Problem description
A word-for-word copy of the records that follow is needed, with every picture omitted.

[Stored items]
*** Block opens ***

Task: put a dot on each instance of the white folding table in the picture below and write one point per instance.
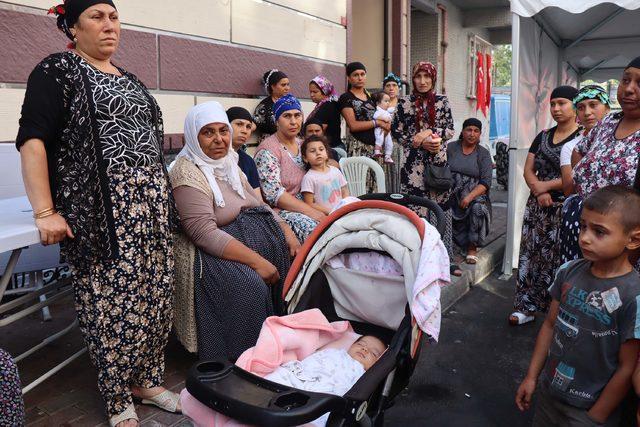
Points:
(17, 232)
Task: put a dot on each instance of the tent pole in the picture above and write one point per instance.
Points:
(507, 262)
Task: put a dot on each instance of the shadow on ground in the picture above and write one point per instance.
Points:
(470, 377)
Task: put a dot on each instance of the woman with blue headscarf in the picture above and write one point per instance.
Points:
(238, 245)
(281, 169)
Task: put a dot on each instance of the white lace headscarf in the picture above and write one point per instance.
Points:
(226, 168)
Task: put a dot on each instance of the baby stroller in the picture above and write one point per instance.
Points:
(375, 304)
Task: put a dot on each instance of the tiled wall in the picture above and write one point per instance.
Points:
(188, 50)
(425, 44)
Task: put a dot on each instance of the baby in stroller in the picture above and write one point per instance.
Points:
(331, 370)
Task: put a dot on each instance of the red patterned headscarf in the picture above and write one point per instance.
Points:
(427, 99)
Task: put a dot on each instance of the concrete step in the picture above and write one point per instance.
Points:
(489, 258)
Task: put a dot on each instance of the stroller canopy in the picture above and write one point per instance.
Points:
(359, 295)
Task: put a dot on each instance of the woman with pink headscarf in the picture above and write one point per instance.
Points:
(422, 124)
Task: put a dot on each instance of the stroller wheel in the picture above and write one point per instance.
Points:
(378, 421)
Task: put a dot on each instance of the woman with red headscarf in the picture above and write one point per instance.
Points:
(422, 125)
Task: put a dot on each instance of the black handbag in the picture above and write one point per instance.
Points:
(437, 178)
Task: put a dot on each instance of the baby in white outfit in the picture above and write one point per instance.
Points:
(332, 371)
(383, 139)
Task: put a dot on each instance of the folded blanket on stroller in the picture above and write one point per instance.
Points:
(432, 274)
(281, 339)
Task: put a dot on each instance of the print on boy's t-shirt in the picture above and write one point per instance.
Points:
(596, 316)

*** Block closes ***

Worked solution
Task: put a dot on each instance of the white folding table in the picture below and write one point per instance.
Points:
(17, 232)
Task: put a dot on each instance of the tent pole in the picture above and write one point per instance.
Points:
(507, 262)
Task: put a dot on each instance of the shadow on ground in the picture above and write one point per instance.
Points:
(470, 377)
Task: put a dot on each instance of the woman with blue headscarf in the picture above and write one point per instance.
Points:
(238, 245)
(281, 169)
Task: put a dot on each instance of the white lace headscarf in the picture above and write one point per instance.
Points:
(226, 168)
Task: put a dot on each instance of the baby stroller in the picture above and write one point per instance.
Points:
(375, 304)
Task: put a dot on each instance of the tiled wall in the picture above and write one point per instance.
Points:
(188, 50)
(425, 44)
Task: put a dot on each instance of the baby in stroller in the picture above and write one point per instance.
Points:
(331, 370)
Task: put a dot on each instance of the red patterned headscarf in the picture above and write one point per instance.
Points:
(427, 99)
Task: put a dot on each instance of the concrete step in the picture above and write one point per instance.
Points:
(489, 258)
Task: put a dot on each instance of the stroller canopy in the picture above and write one point per instance.
Points:
(359, 295)
Task: put a dot on each instance of the woman with pink headscarf in the picture above and write one point per instance.
Points:
(422, 124)
Task: put a dot on each instance of the stroller wheel in the picture above and write one point per instance.
Points:
(378, 421)
Task: put a dot on each instance of the woman with red headscarf in the picture above and write one point per instance.
Points:
(422, 125)
Task: put a dot on each instance of the black handbag in the picture above and write one point per instance.
Points:
(437, 178)
Task: put a dot on each instance of the baby in white outfit in the picture above and write one point per instance.
Points:
(332, 371)
(383, 139)
Task: put a dot on each instance of the folded blanket on stroller in the picture above and write one point per instance.
Points:
(432, 274)
(281, 339)
Task: put a dot on each instance of the print on boy's t-shirt in the picture above and write one point per instance.
Points:
(596, 316)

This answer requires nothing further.